Location identification items
[start]
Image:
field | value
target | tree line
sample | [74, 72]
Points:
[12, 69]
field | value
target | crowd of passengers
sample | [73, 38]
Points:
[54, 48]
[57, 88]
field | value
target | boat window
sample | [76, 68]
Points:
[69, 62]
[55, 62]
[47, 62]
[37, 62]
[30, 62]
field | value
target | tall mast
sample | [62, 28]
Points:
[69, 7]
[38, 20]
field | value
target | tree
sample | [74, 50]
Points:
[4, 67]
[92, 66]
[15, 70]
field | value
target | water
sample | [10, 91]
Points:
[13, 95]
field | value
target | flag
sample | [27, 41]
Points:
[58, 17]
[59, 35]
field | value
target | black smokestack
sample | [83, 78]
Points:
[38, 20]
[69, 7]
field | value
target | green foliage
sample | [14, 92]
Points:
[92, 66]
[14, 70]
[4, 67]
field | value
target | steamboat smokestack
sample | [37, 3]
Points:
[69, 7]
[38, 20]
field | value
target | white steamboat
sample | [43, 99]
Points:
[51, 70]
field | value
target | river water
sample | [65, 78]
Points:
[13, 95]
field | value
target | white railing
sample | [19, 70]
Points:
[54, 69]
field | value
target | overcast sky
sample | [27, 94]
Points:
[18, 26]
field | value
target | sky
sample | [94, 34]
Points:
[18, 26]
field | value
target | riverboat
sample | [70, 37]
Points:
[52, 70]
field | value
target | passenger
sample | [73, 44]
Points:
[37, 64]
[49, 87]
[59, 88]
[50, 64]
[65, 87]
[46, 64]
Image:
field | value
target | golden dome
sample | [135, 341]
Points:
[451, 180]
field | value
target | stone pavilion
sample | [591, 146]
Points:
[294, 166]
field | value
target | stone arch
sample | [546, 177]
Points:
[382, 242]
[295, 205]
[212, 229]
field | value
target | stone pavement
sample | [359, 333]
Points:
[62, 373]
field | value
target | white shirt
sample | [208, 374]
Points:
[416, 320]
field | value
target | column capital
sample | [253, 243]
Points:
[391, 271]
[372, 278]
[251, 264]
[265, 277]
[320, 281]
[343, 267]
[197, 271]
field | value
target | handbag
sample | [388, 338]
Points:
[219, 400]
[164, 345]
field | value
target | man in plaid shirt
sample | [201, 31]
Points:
[end]
EXERCISE:
Transcribe the records above exactly as they appear.

ANSWER IN FULL:
Image:
field | value
target | tree line
sample | [74, 72]
Points:
[12, 69]
field | value
target | crowd of passengers
sample | [73, 38]
Points:
[54, 48]
[57, 88]
field | value
target | boat window
sample | [76, 68]
Points:
[69, 62]
[55, 62]
[47, 62]
[37, 62]
[30, 62]
field | value
target | tall mast
sample | [62, 28]
Points:
[69, 7]
[38, 20]
field | value
target | tree
sample | [74, 50]
Points:
[4, 67]
[92, 66]
[15, 70]
field | value
target | water
sample | [10, 91]
Points:
[13, 95]
field | value
target | flag
sample | [27, 41]
Points:
[58, 17]
[59, 35]
field | value
target | black smokestack
sample | [83, 78]
Points:
[38, 20]
[69, 7]
field | value
target | green foliage
sample | [14, 92]
Points:
[92, 66]
[14, 70]
[4, 67]
field | value
target | steamboat smokestack
sample | [37, 3]
Points:
[69, 7]
[38, 20]
field | value
target | white steamboat
sample | [43, 99]
Points:
[51, 70]
field | value
target | river water
sample | [65, 78]
Points:
[13, 95]
field | value
target | white railing
sample | [19, 70]
Points:
[54, 69]
field | value
target | overcast sky
sample | [27, 94]
Points:
[18, 26]
field | value
target | sky
sample | [94, 34]
Points:
[18, 26]
field | value
target | riverboat
sample | [70, 37]
Points:
[52, 70]
field | value
target | passenger
sample | [73, 44]
Points:
[37, 64]
[49, 87]
[59, 88]
[50, 64]
[65, 87]
[46, 64]
Image:
field | value
target | golden dome
sample | [135, 341]
Points:
[451, 180]
field | value
target | stone pavilion
sample | [591, 146]
Points:
[294, 166]
field | value
target | stone arch
sample | [546, 177]
Points:
[382, 242]
[295, 205]
[212, 229]
field | value
target | stone pavement
sample | [359, 333]
Points:
[62, 373]
field | value
target | white shirt
sample | [208, 374]
Points:
[416, 320]
field | value
target | column capital
sample | [253, 243]
Points:
[391, 271]
[372, 278]
[251, 264]
[265, 277]
[320, 281]
[343, 267]
[197, 271]
field | value
target | handbag
sample | [388, 338]
Points:
[219, 400]
[164, 345]
field | value
target | man in plaid shirt
sample | [201, 31]
Points:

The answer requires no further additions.